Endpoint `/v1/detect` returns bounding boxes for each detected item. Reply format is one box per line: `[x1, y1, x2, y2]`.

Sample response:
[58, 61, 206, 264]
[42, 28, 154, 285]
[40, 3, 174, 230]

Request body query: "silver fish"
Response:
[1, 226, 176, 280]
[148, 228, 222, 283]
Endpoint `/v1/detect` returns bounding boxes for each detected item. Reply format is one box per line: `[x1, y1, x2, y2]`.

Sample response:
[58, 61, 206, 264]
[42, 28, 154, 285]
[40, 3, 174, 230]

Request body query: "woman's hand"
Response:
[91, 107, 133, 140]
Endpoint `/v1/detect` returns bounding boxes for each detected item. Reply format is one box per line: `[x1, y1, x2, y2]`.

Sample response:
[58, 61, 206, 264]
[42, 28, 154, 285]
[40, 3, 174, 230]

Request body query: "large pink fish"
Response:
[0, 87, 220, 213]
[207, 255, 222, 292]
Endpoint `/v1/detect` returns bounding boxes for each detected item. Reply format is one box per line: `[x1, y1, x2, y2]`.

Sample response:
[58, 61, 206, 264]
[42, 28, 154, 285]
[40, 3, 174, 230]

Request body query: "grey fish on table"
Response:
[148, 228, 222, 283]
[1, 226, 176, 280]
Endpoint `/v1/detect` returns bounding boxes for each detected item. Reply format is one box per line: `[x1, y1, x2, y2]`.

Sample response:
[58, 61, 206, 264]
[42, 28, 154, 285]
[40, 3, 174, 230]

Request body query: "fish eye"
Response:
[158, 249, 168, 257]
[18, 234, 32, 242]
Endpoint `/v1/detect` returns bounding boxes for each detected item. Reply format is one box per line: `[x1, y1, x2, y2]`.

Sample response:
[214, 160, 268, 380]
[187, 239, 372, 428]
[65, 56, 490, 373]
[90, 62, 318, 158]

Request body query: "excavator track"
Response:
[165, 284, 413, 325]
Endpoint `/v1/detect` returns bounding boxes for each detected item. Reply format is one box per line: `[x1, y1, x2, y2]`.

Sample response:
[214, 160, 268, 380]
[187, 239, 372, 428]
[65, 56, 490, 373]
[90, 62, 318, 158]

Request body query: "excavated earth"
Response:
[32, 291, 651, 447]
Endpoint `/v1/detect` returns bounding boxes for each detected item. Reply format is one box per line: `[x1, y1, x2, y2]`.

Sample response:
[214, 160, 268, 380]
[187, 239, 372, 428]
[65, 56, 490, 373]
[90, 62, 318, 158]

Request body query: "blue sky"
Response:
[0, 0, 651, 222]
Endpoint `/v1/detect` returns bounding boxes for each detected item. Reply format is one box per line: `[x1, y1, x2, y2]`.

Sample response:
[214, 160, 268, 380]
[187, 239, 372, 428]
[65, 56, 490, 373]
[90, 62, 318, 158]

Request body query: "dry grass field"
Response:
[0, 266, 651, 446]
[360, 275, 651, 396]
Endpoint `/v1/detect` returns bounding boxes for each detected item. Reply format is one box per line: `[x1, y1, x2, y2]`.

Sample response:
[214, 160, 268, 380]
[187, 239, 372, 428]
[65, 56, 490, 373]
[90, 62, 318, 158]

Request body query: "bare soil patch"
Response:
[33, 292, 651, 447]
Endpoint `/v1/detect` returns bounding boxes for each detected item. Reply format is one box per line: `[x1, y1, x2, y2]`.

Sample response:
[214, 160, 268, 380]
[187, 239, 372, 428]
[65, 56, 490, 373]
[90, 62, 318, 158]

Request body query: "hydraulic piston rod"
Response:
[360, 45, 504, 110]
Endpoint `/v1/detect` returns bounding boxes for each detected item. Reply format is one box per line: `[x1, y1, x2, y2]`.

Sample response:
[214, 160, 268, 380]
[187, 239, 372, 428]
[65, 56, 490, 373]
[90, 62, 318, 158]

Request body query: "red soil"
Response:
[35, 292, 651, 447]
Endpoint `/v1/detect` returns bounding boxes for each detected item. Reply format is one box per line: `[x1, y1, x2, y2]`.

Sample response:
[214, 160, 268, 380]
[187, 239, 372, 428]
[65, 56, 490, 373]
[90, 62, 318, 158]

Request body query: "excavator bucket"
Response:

● ● ●

Task to carry out: Put every line of the items above into a Markdown table with two columns, No. and Line, numbering the rows and omitting blank lines.

Task answer:
| No. | Line |
|---|---|
| 1 | Endpoint `/v1/detect` returns bounding boxes for each detected item. Reply format is one box per line: `[x1, y1, x2, y2]`. |
| 2 | Sample response: |
| 3 | [58, 61, 206, 264] |
| 4 | [42, 28, 154, 285] |
| 5 | [40, 3, 174, 230] |
| 6 | Request body query: "silver fish" |
| 7 | Response: |
| 8 | [1, 226, 176, 280] |
| 9 | [148, 228, 222, 283] |
| 10 | Endpoint `/v1/detect` returns bounding boxes for each detected item. Reply format is one box per line: `[x1, y1, x2, y2]`. |
| 11 | Sample response: |
| 12 | [58, 61, 206, 264] |
| 13 | [42, 28, 154, 285] |
| 14 | [40, 3, 174, 230] |
| 15 | Request body query: "woman's hand" |
| 16 | Response: |
| 17 | [91, 107, 133, 140] |
| 18 | Endpoint `/v1/detect` returns bounding boxes for each detected item. Reply format is one box per line: `[x1, y1, x2, y2]`. |
| 19 | Sample response: |
| 20 | [58, 61, 206, 264] |
| 21 | [42, 28, 154, 285] |
| 22 | [40, 3, 174, 230] |
| 23 | Request body query: "large pink fish" |
| 24 | Response: |
| 25 | [0, 87, 220, 213] |
| 26 | [207, 255, 222, 292] |
| 27 | Endpoint `/v1/detect` returns bounding boxes for each detected item. Reply format is one box per line: `[x1, y1, x2, y2]`. |
| 28 | Sample response: |
| 29 | [58, 61, 206, 264] |
| 30 | [42, 28, 154, 285] |
| 31 | [40, 3, 174, 230] |
| 32 | Request body query: "grey fish on table" |
| 33 | Response: |
| 34 | [148, 228, 222, 283] |
| 35 | [1, 226, 176, 280] |
| 36 | Endpoint `/v1/detect` returns bounding boxes for each detected item. Reply format is one box per line: `[x1, y1, x2, y2]`. |
| 37 | Sample response: |
| 38 | [58, 61, 206, 264] |
| 39 | [42, 28, 154, 285] |
| 40 | [40, 3, 174, 230] |
| 41 | Request body query: "fish eye" |
| 42 | Response: |
| 43 | [158, 249, 168, 257] |
| 44 | [18, 234, 32, 242] |
| 45 | Endpoint `/v1/detect` returns bounding boxes for each detected item. Reply format is one box per line: `[x1, y1, x2, y2]`. |
| 46 | Sample response: |
| 47 | [214, 160, 268, 380] |
| 48 | [187, 239, 372, 428] |
| 49 | [65, 56, 490, 373] |
| 50 | [90, 62, 318, 158] |
| 51 | Request body query: "excavator track" |
| 52 | Response: |
| 53 | [165, 284, 413, 325] |
| 54 | Endpoint `/v1/detect` returns bounding boxes for each detected item. Reply format is one box per line: `[x1, y1, x2, y2]`. |
| 55 | Sample response: |
| 56 | [214, 160, 268, 380] |
| 57 | [187, 239, 372, 428] |
| 58 | [65, 56, 490, 373] |
| 59 | [90, 62, 318, 158] |
| 60 | Request body query: "excavated earth" |
| 61 | Response: |
| 62 | [32, 291, 651, 447] |
| 63 | Endpoint `/v1/detect` returns bounding boxes for each detected item. Reply format is one box per line: `[x1, y1, x2, y2]`. |
| 64 | Sample response: |
| 65 | [214, 160, 268, 380] |
| 66 | [187, 239, 372, 428] |
| 67 | [65, 56, 490, 373] |
| 68 | [90, 62, 318, 158] |
| 69 | Request body query: "blue sky" |
| 70 | Response: |
| 71 | [0, 0, 651, 222] |
| 72 | Endpoint `/v1/detect` returns bounding boxes for each detected item. Reply format is one box per line: `[x1, y1, x2, y2]`. |
| 73 | Sample response: |
| 74 | [214, 160, 268, 380] |
| 75 | [187, 239, 372, 428] |
| 76 | [65, 56, 490, 373] |
| 77 | [90, 62, 318, 158] |
| 78 | Request body query: "dry grass field" |
| 79 | Response: |
| 80 | [0, 266, 651, 446] |
| 81 | [360, 275, 651, 396] |
| 82 | Endpoint `/v1/detect` returns bounding boxes for each detected item. Reply format is one box per line: `[x1, y1, x2, y2]`. |
| 83 | Sample response: |
| 84 | [214, 160, 268, 380] |
| 85 | [187, 239, 372, 428] |
| 86 | [65, 56, 490, 373] |
| 87 | [90, 62, 318, 158] |
| 88 | Request body query: "bare soil patch" |
| 89 | Response: |
| 90 | [33, 292, 651, 447] |
| 91 | Endpoint `/v1/detect` returns bounding boxes for each detected item. Reply format is one box per line: `[x1, y1, x2, y2]`. |
| 92 | Sample response: |
| 93 | [214, 160, 268, 380] |
| 94 | [187, 239, 372, 428] |
| 95 | [65, 56, 490, 373] |
| 96 | [90, 62, 318, 158] |
| 97 | Request body query: "hydraulic piston rod" |
| 98 | Response: |
| 99 | [360, 45, 504, 110] |
| 100 | Endpoint `/v1/detect` returns bounding boxes for each detected item. Reply format is one box per line: `[x1, y1, x2, y2]`. |
| 101 | Sample response: |
| 102 | [214, 160, 268, 380] |
| 103 | [187, 239, 372, 428] |
| 104 | [65, 56, 490, 373] |
| 105 | [90, 62, 318, 158] |
| 106 | Request body query: "red soil" |
| 107 | Response: |
| 108 | [35, 292, 651, 447] |
| 109 | Endpoint `/v1/detect` returns bounding boxes for each detected item. Reply format is one box per line: `[x1, y1, x2, y2]`. |
| 110 | Sample response: |
| 111 | [214, 160, 268, 380] |
| 112 | [187, 239, 372, 428] |
| 113 | [65, 56, 490, 373] |
| 114 | [90, 62, 318, 158] |
| 115 | Request body query: "excavator bucket" |
| 116 | Response: |